§ **EXCERPT**

# Help identifying 1972 South Bend 10K follow rest



## twooldvolvos (Nov 14, 2021)

Dear Forum,

I have been on the search for a telescoping steady rest and a telescoping follow rest for my 1972 South Bend 10K lathe for a while now.  Here is what the steady rest looks like.




I'm pretty confident on how to identify this part.  My understanding is that it is part number SRD-100K  as marked on the bottom of the casting like this:




The follow rest looks like this:




But I am not sure how to identify the correct one for my lathe.  Could they be a universal fit for all South Bend Lathes or do I need a specific part number?  Please advise.  Thank you.

P.S.  If you know of any of these that are for sale please reply.  My experience is that they are not easy to find.


----------



## benmychree (Nov 14, 2021)

I'd have to wonder what the bed of that lathe that the steady rest came off of looks like, looks like not a bit of care was used to avoid clamping down on chips.


----------



## twooldvolvos (Nov 14, 2021)

benmychree said:


> I'd have to wonder what the bed of that lathe that the steady rest came off of looks like, looks like not a bit of care was used to avoid clamping down on chips.


Good observation.  Thankfully, this is not a rest I was going to buy.


----------



## JPar (Nov 14, 2021)

I recently bought this follow rest for my 10K.  The part number is FLR-100K.  The main casting number is 120K1.  I haven't used it yet but I'm sure it is the correct one for a 10K.
John


----------



## twooldvolvos (Nov 15, 2021)

Thanks very much, John.  I have had a heck of a time finding a steady rest and a follow rest for  my 10K.  This number will be very helpful.


----------



## SLK001 (Nov 15, 2021)

A 120K1 is the correct follower for a 10K.


----------



## B2 (Nov 15, 2021)

I purchased my SB10-Heavy out of a shop many years ago.  With it came the rests.  
Here is number off of the lathe so you can look up the exact year it was made, but I think it was made in the 70s.

§ **OBJECTIVE**
Rewrite the lathe forum thread starting at "Thanks very much, John." and ending at "SLK001 (Nov 15, 2021)", and swap "a heck of a time" for "a hard time". The rows that follow are separate material, unrelated to the lathe forum thread.

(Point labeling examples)
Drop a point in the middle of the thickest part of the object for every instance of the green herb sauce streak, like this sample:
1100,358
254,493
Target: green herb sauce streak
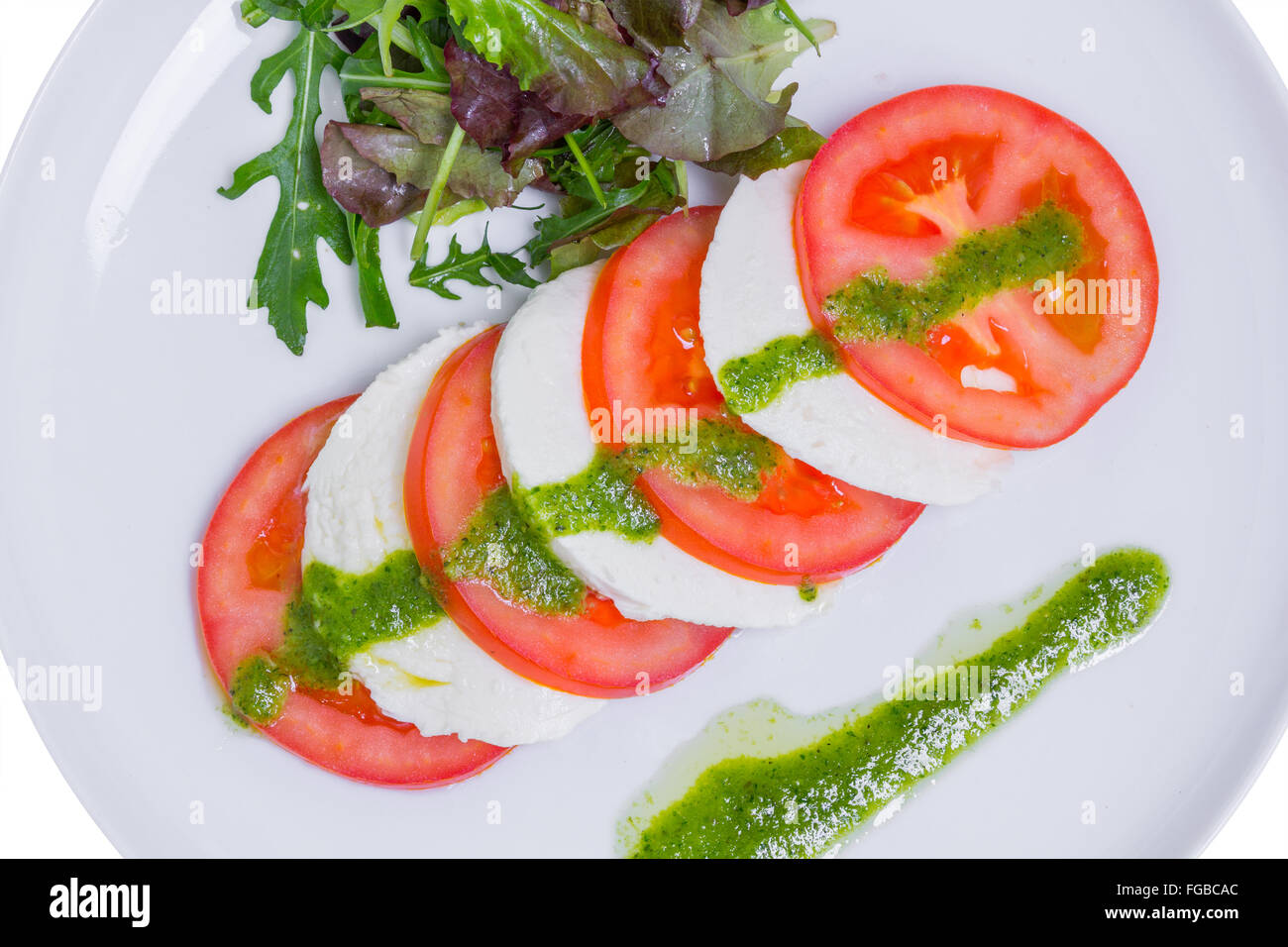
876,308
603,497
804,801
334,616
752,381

==

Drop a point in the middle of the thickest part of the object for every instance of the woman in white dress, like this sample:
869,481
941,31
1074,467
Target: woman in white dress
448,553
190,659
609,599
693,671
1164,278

§ **THE ANSWER**
Thanks very much, John.  I have had a hard time finding a steady rest and a follow rest for  my 10K.  This number will be very helpful.


----------



## SLK001 (Nov 15, 2021)